• _TASK OBJECTIVE_:
Nothing other than the lines from the one containing "of the black" through the last line of the data below should be output, each reproduced exactly.

• _RAW DATA_:
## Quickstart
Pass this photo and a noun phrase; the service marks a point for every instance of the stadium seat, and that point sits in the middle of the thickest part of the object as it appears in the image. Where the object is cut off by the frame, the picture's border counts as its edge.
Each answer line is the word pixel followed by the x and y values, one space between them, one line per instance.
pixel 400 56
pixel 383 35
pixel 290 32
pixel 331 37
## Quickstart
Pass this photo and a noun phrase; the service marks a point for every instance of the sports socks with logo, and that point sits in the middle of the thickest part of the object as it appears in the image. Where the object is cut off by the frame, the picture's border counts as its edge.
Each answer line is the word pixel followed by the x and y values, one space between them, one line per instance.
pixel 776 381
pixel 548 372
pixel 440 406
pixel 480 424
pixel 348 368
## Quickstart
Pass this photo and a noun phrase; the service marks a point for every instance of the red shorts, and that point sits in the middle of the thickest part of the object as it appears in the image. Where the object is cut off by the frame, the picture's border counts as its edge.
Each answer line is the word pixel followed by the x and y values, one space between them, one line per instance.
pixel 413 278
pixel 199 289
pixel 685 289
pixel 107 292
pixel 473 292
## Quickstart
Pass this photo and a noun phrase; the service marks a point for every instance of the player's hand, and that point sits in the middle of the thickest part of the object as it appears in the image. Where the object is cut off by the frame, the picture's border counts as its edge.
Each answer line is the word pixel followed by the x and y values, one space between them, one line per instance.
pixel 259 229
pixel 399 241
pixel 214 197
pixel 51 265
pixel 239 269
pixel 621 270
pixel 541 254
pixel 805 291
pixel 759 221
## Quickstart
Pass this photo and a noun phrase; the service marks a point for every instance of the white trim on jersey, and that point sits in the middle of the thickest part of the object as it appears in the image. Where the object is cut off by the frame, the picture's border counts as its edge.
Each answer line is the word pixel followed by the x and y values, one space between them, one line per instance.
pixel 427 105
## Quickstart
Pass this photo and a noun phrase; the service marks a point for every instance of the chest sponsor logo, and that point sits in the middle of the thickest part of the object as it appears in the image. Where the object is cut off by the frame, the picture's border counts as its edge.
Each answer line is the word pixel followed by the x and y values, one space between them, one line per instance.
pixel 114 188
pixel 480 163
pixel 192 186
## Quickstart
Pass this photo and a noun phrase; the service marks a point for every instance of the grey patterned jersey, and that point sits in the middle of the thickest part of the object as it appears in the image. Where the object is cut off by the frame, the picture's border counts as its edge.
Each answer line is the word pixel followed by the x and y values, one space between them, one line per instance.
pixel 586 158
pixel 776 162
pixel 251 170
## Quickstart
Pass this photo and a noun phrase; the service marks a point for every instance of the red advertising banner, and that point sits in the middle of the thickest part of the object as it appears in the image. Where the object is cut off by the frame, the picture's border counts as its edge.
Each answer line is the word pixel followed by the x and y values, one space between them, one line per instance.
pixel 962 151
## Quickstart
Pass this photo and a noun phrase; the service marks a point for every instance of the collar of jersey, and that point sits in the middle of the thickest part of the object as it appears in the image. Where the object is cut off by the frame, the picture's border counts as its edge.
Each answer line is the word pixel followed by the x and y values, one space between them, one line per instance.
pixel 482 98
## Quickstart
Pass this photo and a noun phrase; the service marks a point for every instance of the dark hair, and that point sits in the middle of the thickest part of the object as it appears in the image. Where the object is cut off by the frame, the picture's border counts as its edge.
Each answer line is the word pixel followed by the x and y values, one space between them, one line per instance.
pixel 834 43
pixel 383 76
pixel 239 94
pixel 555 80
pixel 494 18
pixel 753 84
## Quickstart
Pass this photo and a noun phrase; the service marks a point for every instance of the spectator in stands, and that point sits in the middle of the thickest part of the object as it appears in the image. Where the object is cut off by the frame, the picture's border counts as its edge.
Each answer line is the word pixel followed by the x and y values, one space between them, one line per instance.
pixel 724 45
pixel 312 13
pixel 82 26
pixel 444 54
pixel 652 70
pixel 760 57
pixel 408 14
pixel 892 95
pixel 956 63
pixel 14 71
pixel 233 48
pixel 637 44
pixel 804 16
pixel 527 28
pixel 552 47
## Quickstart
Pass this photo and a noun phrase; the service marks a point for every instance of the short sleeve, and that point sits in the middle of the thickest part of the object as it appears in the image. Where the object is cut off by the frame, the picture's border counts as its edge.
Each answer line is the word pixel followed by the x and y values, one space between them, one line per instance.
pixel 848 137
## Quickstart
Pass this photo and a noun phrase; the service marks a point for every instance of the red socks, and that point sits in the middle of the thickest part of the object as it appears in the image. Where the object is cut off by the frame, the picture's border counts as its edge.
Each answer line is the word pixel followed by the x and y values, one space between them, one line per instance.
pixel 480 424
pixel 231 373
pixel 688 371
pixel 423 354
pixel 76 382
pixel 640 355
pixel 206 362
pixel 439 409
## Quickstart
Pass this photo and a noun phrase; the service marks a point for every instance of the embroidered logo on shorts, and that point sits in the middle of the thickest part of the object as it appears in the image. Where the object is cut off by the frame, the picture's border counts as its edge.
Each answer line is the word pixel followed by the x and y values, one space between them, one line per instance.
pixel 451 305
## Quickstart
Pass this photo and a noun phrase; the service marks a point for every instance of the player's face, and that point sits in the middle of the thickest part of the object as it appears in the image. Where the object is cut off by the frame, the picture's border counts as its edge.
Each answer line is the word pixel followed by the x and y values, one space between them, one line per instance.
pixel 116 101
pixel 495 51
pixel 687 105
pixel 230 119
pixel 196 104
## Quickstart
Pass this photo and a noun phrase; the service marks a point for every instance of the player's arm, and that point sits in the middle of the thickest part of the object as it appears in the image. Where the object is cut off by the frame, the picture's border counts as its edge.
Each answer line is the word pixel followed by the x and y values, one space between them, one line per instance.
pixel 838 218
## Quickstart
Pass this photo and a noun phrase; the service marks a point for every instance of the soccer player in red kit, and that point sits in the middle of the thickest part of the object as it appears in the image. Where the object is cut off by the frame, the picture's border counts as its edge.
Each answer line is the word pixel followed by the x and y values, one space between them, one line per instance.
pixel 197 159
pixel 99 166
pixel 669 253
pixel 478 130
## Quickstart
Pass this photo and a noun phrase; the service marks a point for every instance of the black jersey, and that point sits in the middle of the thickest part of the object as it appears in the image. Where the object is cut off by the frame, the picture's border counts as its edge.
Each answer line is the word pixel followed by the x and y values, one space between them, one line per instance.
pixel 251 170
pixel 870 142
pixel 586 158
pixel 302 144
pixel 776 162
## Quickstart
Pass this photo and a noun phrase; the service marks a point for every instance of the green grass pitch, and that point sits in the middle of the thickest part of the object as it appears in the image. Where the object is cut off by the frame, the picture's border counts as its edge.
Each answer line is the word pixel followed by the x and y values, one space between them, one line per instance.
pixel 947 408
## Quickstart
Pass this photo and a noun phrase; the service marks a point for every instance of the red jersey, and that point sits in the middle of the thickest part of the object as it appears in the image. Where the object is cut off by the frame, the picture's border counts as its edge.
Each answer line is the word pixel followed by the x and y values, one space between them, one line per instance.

• _RESULT OF THE TASK_:
Pass this photo and a noun phrase; the service marks a point for every instance of the black jersey, and that point sits in the middle of the thickest part of the object as it appears in the image. Where the object is cut off by the frame, the picture's border counts as its edge.
Each answer line is the word pixel followed by the x and y values, one space between them, one line per instance.
pixel 251 170
pixel 870 142
pixel 586 158
pixel 302 144
pixel 776 162
## Quickstart
Pass this photo and a noun phrase; the service marks a point for every instance of the green grass pitch, and that point sits in the middle of the thickest part of the object as it appears in the image. Where the object is cut off by the frame, the picture's border counts as its edge.
Each answer line is the word pixel followed by the x and y values, one space between them, one line per instance.
pixel 947 408
## Quickstart
Pass this photo and a noun phrase; the service marks a point for every instance of the red jersey, and that point sits in the middle of the thickest part of the object as it appears in the image. Where the object is cut off by the frame, the picture's border counts as its edge.
Each answer line is the word pixel followed by the x and y values, one space between them, one line per instance.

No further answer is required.